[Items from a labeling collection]
────────────────────

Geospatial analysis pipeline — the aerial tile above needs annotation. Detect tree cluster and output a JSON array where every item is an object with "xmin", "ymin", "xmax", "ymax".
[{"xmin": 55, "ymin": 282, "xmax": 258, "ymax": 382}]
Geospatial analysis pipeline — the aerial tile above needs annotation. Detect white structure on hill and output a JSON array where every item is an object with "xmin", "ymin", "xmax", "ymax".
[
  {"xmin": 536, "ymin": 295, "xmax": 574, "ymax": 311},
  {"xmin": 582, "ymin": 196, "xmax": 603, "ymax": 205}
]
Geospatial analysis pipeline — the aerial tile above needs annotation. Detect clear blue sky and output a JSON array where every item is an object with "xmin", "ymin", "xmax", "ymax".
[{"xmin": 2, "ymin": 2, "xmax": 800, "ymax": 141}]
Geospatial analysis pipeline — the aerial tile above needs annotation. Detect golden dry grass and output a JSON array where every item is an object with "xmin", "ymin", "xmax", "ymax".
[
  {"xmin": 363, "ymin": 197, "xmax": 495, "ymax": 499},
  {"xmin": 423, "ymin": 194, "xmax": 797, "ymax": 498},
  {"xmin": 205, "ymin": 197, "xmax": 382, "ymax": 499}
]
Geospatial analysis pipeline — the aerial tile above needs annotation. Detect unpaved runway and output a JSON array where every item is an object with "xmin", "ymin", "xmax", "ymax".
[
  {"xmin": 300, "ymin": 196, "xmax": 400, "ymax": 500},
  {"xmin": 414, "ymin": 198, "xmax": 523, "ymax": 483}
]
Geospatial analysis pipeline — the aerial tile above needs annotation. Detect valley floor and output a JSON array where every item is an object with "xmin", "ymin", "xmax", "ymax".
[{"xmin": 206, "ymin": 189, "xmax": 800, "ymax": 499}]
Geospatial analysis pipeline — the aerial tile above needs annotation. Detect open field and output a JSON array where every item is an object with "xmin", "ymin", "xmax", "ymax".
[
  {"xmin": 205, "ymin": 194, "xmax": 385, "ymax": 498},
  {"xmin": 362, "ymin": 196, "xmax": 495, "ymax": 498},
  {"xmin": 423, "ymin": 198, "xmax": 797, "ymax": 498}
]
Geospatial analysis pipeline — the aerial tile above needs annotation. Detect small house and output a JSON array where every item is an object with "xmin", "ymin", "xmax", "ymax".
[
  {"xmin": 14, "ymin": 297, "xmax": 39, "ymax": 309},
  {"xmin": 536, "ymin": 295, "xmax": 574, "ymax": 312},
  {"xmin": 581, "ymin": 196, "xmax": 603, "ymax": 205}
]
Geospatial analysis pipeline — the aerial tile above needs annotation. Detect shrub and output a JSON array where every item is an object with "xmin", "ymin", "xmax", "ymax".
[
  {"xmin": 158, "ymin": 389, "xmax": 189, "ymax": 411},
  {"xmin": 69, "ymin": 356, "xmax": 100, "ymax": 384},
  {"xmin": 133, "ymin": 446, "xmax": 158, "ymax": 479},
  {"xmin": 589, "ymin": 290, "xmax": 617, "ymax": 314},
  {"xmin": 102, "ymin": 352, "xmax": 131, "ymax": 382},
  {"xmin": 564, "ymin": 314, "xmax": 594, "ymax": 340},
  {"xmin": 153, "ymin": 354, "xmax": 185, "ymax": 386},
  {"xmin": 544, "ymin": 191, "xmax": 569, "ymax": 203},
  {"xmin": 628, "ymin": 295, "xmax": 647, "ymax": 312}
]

────────────────────

Task statement
Rewrite the data starting at the line containing "annotation. Detect unpaved" and ending at the end of the data, with "aerial tile" changed to "satellite tile" and nothing else altered. Give only those lines.

Response
Geospatial analysis pipeline — the satellite tile above needs annotation. Detect unpaved runway and output a JSON array where every item is an object with "xmin", "ymin", "xmax", "ymax".
[
  {"xmin": 300, "ymin": 196, "xmax": 400, "ymax": 500},
  {"xmin": 414, "ymin": 198, "xmax": 523, "ymax": 483}
]
Geospatial analysis pipeline — the satellite tile above needs annotation. Detect valley floor and output a JSON array where every item is an object with "xmin", "ymin", "xmax", "ymax".
[{"xmin": 206, "ymin": 189, "xmax": 800, "ymax": 499}]
Geospatial analysis pipeline — the satellite tile above needs annotation. Detect open field and output a JSON array where every item is an object with "xmin", "ymin", "xmax", "ymax".
[
  {"xmin": 205, "ymin": 194, "xmax": 385, "ymax": 498},
  {"xmin": 362, "ymin": 196, "xmax": 495, "ymax": 498},
  {"xmin": 423, "ymin": 198, "xmax": 797, "ymax": 498}
]
Geospatial analysis pipeline — the satellite tile above needs annotation. Detect small house and output a JSON array where every item is an object with "xmin", "ymin", "xmax", "ymax".
[
  {"xmin": 14, "ymin": 297, "xmax": 39, "ymax": 309},
  {"xmin": 536, "ymin": 295, "xmax": 574, "ymax": 312},
  {"xmin": 581, "ymin": 196, "xmax": 603, "ymax": 205}
]
Geospatial analysis pipeline — the satellite tile above needs annotation. Detect shrub and output a JSON array where every item is an object with "xmin", "ymin", "xmax", "ymax".
[
  {"xmin": 158, "ymin": 389, "xmax": 189, "ymax": 411},
  {"xmin": 69, "ymin": 356, "xmax": 100, "ymax": 384},
  {"xmin": 133, "ymin": 446, "xmax": 158, "ymax": 479},
  {"xmin": 589, "ymin": 290, "xmax": 617, "ymax": 314},
  {"xmin": 102, "ymin": 352, "xmax": 131, "ymax": 382},
  {"xmin": 564, "ymin": 314, "xmax": 594, "ymax": 340},
  {"xmin": 153, "ymin": 354, "xmax": 185, "ymax": 386},
  {"xmin": 544, "ymin": 191, "xmax": 569, "ymax": 203},
  {"xmin": 628, "ymin": 295, "xmax": 647, "ymax": 312}
]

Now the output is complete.